Task prompt>
Repeat each record that follows, keeping it identical.

Spatial localization data>
----

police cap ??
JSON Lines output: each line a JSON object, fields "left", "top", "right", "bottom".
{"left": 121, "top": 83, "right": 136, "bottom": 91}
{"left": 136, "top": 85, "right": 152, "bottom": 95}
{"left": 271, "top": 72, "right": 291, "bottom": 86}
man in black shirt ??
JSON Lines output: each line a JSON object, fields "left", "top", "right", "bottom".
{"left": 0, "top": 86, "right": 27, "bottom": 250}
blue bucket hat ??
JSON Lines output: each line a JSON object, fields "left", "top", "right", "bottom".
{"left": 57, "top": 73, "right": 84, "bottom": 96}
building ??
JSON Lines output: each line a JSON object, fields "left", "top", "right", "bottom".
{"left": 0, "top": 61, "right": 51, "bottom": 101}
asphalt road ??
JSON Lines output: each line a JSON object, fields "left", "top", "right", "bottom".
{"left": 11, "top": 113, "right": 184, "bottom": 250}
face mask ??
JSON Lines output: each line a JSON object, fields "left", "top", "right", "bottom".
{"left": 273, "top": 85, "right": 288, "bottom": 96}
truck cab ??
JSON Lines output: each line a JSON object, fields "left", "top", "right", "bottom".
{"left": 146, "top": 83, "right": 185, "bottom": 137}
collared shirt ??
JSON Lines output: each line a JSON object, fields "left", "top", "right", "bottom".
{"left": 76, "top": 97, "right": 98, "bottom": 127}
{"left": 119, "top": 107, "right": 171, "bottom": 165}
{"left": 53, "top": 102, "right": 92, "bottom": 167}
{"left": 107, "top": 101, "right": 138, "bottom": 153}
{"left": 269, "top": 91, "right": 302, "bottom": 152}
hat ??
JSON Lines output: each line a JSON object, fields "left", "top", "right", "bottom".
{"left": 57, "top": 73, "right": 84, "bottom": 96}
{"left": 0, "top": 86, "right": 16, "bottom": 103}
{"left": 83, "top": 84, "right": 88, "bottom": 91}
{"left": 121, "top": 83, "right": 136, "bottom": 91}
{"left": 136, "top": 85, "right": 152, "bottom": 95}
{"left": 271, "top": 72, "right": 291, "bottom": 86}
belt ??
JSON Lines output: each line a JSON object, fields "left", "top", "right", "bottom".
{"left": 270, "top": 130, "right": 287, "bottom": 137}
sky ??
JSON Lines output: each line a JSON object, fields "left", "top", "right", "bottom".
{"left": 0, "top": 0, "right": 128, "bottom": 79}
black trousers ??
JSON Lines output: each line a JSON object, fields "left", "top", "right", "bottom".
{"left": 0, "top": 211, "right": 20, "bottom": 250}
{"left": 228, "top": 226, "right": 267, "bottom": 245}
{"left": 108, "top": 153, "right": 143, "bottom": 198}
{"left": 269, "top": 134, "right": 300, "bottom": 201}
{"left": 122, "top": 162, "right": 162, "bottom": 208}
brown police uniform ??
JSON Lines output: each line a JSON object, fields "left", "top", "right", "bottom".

----

Task answer>
police cap ??
JSON Lines output: each line a JSON object, fields "left", "top", "right", "bottom".
{"left": 121, "top": 83, "right": 136, "bottom": 91}
{"left": 136, "top": 85, "right": 152, "bottom": 95}
{"left": 271, "top": 72, "right": 291, "bottom": 86}
man in black shirt ??
JSON Lines output: each line a JSON object, fields "left", "top", "right", "bottom".
{"left": 0, "top": 86, "right": 27, "bottom": 250}
blue bucket hat ??
JSON Lines output: each line a JSON object, fields "left", "top", "right", "bottom".
{"left": 57, "top": 73, "right": 84, "bottom": 96}
building ??
JSON Lines output: each line a JSON object, fields "left", "top", "right", "bottom".
{"left": 0, "top": 61, "right": 51, "bottom": 101}
asphalt road ??
JSON Lines output: each line a JSON object, fields "left", "top", "right", "bottom".
{"left": 11, "top": 113, "right": 184, "bottom": 250}
face mask ??
JSON Lines output: each line a JSON object, fields "left", "top", "right", "bottom".
{"left": 273, "top": 85, "right": 288, "bottom": 96}
truck cab ??
JSON Lines output: each line a JSON object, fields "left", "top", "right", "bottom".
{"left": 146, "top": 83, "right": 185, "bottom": 137}
collared shirt ??
JSON Lines output: each line a JSON object, fields "left", "top", "right", "bottom".
{"left": 76, "top": 97, "right": 98, "bottom": 127}
{"left": 119, "top": 107, "right": 171, "bottom": 165}
{"left": 53, "top": 102, "right": 92, "bottom": 167}
{"left": 107, "top": 101, "right": 138, "bottom": 153}
{"left": 269, "top": 91, "right": 302, "bottom": 152}
hat ??
JSON Lines output: each line a JSON object, fields "left", "top", "right", "bottom".
{"left": 57, "top": 73, "right": 84, "bottom": 96}
{"left": 0, "top": 86, "right": 16, "bottom": 103}
{"left": 83, "top": 84, "right": 88, "bottom": 91}
{"left": 121, "top": 83, "right": 136, "bottom": 91}
{"left": 136, "top": 85, "right": 152, "bottom": 95}
{"left": 271, "top": 72, "right": 291, "bottom": 86}
belt ??
JSON Lines output: each line a JSON object, fields "left", "top", "right", "bottom".
{"left": 270, "top": 130, "right": 287, "bottom": 137}
sky ??
JSON Lines output: each line a JSON object, fields "left", "top", "right", "bottom".
{"left": 0, "top": 0, "right": 128, "bottom": 79}
black trousers ??
JSON Lines output: each line a JSON object, fields "left", "top", "right", "bottom".
{"left": 0, "top": 211, "right": 20, "bottom": 250}
{"left": 228, "top": 226, "right": 267, "bottom": 245}
{"left": 108, "top": 153, "right": 143, "bottom": 198}
{"left": 269, "top": 134, "right": 300, "bottom": 201}
{"left": 122, "top": 162, "right": 162, "bottom": 208}
brown police uniform ??
JSON Lines output: each line a JSON object, fields "left", "top", "right", "bottom".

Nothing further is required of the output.